# Exercise prompt:
Count the lines in the items below that contain the string "hair", treating uppercase and lowercase as distinct, and give only that number.
§
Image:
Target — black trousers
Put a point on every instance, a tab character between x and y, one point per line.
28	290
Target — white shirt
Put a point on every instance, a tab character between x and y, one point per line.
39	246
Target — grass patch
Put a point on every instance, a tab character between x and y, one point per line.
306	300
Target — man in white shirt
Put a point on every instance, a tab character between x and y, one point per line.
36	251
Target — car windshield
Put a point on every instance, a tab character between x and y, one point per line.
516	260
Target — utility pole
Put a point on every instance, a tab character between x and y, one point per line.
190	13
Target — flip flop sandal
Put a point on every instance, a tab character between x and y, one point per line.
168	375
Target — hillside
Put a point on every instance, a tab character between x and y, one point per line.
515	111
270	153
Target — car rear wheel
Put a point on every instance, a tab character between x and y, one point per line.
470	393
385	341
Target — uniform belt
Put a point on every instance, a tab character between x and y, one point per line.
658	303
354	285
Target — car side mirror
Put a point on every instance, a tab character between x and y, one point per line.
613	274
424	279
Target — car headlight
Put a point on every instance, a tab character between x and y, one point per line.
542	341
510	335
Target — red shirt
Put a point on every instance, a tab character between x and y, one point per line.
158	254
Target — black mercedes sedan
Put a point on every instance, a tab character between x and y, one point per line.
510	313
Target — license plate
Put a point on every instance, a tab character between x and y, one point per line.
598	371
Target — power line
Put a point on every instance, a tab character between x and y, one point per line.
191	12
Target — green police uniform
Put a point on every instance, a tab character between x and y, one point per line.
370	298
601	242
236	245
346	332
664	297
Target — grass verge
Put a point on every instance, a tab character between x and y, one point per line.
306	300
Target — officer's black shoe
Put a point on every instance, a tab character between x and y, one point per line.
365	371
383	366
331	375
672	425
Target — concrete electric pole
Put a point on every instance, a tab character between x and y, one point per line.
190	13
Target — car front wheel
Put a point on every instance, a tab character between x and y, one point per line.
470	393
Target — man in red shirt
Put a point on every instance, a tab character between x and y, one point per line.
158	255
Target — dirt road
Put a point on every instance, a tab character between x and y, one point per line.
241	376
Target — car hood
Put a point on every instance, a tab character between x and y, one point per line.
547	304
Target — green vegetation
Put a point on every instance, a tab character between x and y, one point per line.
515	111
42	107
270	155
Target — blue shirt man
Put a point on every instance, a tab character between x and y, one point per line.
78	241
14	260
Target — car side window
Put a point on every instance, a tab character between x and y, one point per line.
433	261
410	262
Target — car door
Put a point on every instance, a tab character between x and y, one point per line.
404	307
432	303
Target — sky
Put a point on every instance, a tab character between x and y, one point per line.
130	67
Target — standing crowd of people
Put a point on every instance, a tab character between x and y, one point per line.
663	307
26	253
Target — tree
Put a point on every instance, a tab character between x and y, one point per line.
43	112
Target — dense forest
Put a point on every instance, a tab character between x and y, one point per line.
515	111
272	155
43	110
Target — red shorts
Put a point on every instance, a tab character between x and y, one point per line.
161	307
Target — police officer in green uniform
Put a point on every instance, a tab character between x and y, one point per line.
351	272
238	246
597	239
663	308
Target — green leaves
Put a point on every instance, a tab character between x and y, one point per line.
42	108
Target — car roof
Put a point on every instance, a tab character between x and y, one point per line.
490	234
§
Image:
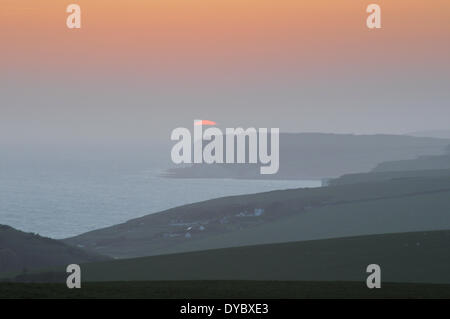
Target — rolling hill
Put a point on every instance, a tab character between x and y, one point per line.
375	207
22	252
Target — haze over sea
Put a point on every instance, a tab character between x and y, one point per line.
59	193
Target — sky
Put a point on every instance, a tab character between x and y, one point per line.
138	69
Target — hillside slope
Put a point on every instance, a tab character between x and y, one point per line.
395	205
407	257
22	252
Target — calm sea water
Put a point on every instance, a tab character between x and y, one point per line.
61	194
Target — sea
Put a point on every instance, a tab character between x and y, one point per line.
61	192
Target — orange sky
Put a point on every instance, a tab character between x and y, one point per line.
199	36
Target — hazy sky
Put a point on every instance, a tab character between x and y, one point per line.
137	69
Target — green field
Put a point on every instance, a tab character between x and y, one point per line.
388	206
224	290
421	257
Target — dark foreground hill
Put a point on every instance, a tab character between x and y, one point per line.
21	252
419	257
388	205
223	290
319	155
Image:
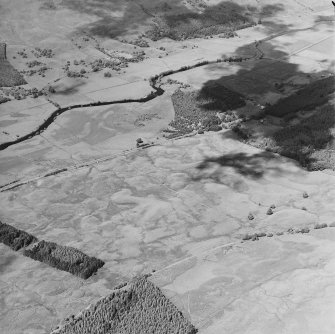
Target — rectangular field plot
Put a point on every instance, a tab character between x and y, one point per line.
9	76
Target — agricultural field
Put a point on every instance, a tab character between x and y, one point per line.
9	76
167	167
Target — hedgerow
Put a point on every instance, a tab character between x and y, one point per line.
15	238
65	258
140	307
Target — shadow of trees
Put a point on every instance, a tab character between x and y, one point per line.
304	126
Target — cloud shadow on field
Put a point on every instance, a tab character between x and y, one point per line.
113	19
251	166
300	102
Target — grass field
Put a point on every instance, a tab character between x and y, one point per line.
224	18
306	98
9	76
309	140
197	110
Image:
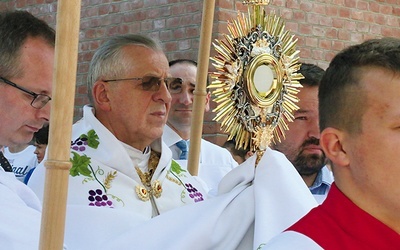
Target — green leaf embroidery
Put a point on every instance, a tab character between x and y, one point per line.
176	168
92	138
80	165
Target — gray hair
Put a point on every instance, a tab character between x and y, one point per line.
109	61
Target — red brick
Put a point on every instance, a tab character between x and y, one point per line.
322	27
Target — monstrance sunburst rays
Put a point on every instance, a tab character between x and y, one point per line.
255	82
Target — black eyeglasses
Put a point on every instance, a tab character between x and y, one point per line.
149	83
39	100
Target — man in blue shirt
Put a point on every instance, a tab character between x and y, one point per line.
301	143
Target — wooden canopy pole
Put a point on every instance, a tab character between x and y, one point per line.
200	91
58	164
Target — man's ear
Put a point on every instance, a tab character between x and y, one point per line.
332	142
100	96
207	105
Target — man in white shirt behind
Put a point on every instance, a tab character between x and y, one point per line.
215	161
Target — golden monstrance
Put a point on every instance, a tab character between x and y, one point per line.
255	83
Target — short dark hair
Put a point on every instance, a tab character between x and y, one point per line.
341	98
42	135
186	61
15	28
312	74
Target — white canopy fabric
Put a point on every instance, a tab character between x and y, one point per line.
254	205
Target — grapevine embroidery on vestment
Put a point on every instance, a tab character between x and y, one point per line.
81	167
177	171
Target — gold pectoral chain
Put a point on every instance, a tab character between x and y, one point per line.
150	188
§
# Full solution:
2